DATASET RECORDS.
-*-

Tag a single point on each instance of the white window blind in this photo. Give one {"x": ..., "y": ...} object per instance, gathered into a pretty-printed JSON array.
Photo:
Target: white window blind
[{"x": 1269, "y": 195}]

-*-

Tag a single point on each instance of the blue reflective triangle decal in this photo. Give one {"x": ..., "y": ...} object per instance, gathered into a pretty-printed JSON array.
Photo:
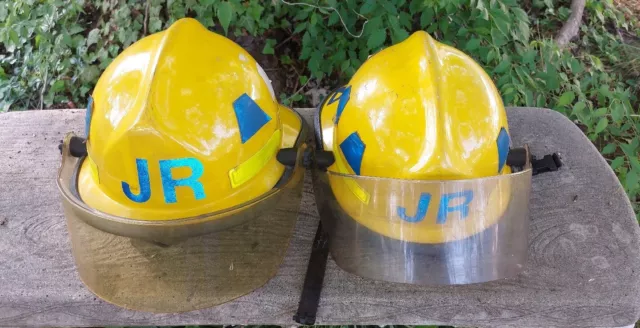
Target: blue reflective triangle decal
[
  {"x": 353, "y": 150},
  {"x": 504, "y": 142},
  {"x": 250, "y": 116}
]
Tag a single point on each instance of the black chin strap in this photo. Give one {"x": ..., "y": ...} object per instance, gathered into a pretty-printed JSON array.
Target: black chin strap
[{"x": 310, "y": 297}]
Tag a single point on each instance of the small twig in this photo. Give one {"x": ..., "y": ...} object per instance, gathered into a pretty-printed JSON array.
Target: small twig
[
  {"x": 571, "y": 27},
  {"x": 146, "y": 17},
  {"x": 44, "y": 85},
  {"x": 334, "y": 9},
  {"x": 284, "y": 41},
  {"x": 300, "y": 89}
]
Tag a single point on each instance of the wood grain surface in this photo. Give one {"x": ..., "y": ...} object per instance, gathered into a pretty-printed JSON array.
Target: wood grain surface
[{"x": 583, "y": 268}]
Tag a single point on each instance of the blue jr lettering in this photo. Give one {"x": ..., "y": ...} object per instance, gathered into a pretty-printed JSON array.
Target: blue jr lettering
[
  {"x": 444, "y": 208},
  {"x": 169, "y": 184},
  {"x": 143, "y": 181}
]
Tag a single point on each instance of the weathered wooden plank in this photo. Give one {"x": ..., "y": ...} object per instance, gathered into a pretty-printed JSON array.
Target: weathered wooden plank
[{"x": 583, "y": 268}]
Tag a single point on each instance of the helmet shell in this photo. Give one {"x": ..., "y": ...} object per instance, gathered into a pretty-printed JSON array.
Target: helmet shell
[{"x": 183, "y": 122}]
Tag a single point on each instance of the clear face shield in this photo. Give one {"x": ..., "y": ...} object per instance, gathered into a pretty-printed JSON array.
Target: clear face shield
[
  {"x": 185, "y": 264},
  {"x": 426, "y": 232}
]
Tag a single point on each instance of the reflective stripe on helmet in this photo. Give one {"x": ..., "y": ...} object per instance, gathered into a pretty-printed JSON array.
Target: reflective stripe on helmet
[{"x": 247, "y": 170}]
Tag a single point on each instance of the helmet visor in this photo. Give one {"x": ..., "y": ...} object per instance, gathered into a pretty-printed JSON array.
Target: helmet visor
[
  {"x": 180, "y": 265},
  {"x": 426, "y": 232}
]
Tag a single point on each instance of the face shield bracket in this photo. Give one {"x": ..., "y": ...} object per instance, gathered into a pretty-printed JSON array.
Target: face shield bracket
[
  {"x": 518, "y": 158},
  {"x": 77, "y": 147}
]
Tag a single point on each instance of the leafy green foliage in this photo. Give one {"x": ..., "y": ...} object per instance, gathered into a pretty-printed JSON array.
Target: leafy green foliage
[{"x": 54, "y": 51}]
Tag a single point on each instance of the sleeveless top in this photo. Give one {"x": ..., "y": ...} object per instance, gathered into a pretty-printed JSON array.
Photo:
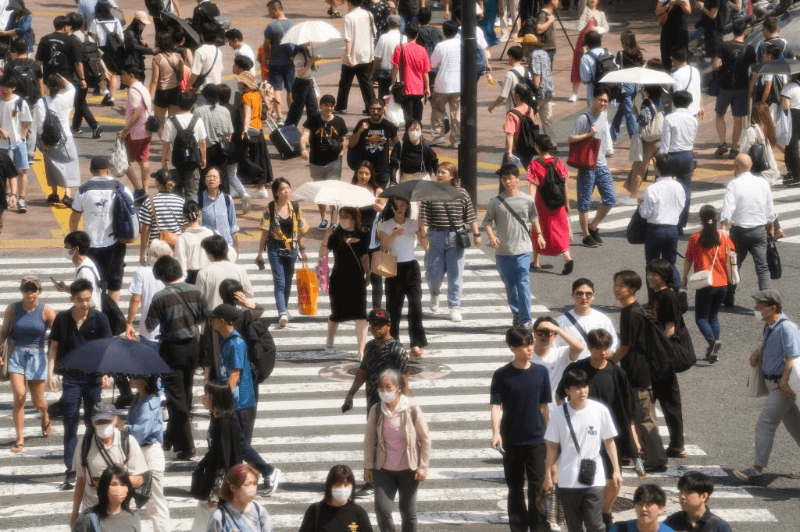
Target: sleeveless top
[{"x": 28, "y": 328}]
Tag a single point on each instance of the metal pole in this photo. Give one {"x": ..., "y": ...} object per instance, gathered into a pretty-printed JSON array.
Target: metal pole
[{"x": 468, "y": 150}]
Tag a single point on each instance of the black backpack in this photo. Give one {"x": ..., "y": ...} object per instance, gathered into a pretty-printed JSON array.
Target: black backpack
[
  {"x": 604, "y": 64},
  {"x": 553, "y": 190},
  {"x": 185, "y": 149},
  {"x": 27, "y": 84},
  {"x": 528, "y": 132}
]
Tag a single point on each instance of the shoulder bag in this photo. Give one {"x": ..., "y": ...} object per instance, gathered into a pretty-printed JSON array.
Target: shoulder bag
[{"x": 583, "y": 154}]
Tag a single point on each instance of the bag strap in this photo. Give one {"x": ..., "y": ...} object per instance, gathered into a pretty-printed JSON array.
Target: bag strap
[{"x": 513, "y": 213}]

-*-

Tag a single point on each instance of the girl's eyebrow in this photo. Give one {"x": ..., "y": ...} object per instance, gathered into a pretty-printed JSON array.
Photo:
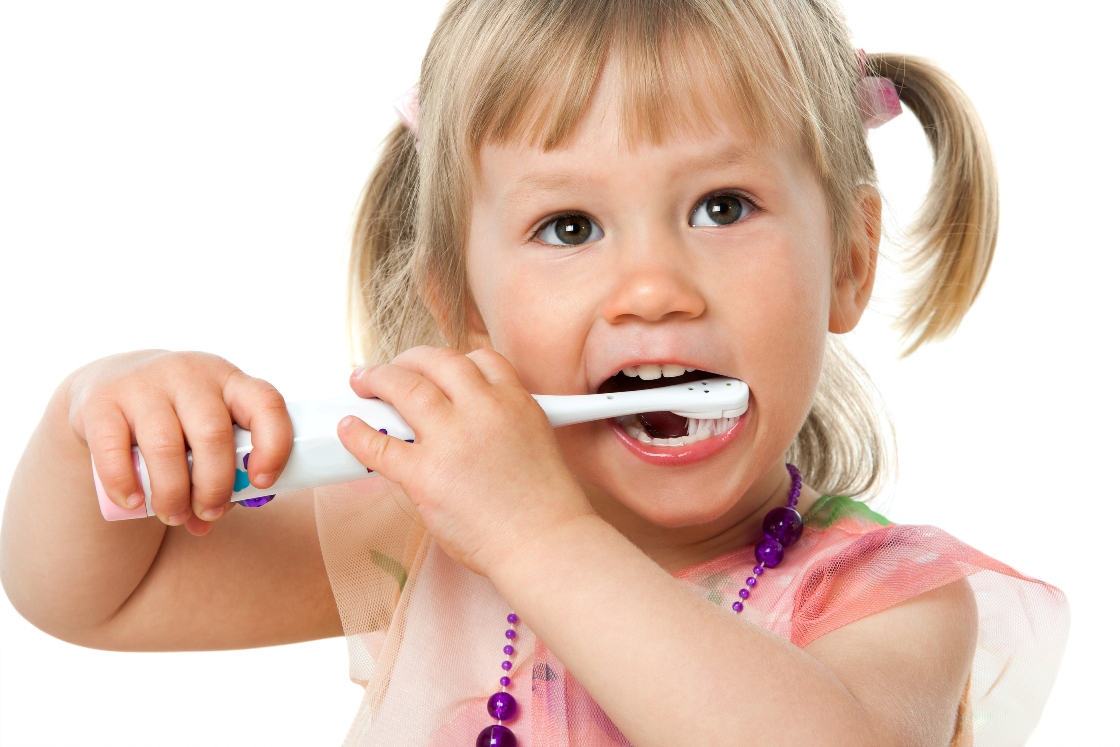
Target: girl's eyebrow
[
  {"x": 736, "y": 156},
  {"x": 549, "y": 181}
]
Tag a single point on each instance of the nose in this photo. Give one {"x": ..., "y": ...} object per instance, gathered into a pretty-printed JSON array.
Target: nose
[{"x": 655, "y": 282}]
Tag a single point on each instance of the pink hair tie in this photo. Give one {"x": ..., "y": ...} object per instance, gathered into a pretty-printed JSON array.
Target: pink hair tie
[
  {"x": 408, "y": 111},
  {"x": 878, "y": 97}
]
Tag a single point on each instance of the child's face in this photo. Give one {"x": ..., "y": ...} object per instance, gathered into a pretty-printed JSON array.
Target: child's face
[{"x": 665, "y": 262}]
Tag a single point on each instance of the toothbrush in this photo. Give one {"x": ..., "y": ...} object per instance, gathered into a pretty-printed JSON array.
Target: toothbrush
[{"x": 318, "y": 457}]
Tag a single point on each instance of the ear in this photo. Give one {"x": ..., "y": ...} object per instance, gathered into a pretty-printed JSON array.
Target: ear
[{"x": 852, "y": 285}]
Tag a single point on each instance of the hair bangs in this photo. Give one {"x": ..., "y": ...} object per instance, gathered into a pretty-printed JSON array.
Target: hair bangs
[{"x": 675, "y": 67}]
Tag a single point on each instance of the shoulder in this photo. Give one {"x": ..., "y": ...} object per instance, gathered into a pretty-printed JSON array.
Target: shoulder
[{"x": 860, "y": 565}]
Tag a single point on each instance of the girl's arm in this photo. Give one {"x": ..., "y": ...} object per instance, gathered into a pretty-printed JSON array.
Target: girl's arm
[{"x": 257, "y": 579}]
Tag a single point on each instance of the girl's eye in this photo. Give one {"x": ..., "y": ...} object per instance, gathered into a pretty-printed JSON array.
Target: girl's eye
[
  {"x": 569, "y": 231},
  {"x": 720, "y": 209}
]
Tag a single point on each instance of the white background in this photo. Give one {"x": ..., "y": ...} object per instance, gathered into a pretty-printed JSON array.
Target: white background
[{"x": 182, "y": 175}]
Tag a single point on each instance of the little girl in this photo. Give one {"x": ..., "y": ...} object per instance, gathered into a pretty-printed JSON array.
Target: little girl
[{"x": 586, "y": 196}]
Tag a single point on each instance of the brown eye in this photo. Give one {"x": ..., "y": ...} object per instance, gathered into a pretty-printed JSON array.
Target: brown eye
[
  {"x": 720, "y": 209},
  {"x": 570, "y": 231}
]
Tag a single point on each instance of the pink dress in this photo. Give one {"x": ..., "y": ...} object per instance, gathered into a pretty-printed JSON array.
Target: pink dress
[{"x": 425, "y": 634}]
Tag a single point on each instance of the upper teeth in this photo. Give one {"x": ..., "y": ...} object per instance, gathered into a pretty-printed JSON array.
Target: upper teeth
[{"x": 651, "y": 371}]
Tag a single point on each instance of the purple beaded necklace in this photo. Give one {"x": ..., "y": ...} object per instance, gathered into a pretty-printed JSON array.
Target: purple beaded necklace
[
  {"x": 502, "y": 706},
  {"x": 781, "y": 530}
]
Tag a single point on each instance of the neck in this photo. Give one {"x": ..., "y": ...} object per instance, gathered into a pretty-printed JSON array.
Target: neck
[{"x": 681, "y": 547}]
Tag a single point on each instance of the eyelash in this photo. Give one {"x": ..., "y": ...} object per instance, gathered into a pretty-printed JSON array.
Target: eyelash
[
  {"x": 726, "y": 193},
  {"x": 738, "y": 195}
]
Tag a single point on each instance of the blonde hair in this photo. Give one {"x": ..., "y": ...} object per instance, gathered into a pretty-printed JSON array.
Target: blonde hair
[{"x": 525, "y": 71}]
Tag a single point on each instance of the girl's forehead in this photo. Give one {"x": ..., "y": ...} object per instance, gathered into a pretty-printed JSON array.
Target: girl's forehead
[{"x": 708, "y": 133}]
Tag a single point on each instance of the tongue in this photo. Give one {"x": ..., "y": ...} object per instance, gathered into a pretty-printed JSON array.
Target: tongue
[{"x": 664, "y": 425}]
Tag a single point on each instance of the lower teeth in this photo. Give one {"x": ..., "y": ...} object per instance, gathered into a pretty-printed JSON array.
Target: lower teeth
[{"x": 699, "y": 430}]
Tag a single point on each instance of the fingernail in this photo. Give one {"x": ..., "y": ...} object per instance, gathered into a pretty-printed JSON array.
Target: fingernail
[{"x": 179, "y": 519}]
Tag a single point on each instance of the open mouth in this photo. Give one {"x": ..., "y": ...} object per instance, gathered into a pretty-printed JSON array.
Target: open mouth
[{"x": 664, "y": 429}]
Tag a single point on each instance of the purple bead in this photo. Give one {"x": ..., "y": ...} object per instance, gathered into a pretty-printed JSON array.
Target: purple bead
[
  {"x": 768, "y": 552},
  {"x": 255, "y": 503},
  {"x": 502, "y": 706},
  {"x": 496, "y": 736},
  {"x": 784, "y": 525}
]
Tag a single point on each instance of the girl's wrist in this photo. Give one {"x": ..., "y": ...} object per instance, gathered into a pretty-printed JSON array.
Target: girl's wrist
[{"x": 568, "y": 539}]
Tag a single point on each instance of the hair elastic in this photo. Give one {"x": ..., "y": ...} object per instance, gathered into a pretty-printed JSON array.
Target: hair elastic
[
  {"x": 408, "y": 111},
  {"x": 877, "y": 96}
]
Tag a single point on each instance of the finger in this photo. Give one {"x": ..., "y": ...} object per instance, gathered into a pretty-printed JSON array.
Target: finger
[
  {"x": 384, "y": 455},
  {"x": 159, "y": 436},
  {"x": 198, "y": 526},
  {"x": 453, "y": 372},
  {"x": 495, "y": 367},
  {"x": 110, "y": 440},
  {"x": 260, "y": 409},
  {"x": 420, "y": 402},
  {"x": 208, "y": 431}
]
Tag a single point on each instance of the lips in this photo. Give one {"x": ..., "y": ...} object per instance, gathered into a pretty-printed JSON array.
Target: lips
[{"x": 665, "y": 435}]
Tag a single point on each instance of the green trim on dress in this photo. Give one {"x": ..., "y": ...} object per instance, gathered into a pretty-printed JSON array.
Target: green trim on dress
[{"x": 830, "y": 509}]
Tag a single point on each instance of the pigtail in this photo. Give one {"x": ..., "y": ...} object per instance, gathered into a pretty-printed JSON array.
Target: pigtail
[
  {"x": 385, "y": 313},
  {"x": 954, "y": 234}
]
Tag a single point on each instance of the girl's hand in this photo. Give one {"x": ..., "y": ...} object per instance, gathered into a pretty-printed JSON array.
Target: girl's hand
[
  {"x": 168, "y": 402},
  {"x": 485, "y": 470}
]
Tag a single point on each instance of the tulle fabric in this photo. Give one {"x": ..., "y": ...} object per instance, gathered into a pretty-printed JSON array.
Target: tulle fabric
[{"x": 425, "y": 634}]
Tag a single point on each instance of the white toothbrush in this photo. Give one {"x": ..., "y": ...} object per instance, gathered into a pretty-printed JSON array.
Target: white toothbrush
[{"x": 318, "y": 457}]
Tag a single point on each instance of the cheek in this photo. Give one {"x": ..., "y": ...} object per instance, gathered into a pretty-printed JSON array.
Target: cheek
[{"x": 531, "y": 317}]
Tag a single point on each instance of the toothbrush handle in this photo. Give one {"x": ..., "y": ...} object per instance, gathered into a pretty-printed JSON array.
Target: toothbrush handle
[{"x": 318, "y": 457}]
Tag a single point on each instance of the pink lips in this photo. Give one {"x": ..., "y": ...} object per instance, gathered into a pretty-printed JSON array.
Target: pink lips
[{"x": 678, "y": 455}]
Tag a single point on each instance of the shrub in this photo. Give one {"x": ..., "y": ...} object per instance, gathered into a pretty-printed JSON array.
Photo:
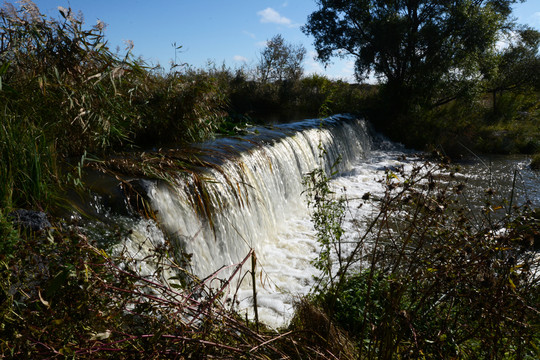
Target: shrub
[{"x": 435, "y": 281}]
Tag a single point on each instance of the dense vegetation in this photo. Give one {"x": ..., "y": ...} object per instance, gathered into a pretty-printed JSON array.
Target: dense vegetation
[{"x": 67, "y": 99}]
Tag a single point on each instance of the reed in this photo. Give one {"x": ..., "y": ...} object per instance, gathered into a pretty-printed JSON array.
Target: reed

-*-

WHAT YOU HAVE TO DO.
Locate every line of the material above that contains the string "pink", and copy each such line in full. Case counts.

TASK ANSWER.
Tag a single point on each instance of the pink hair tie in this photo. Give one {"x": ..., "y": ...} object per instance, gathered into a pretty-printed JSON array.
Target: pink hair tie
Tag a single point on each instance of the pink dress in this photo. Give one {"x": ..., "y": ...} object per instance, gathered into a pretty-printed JSON array.
Target: pink dress
Tag a single point on each instance of the pink lips in this photo. Give one {"x": ..., "y": ...} object per instance, gathered into a pretty-printed JSON array.
Target: pink lips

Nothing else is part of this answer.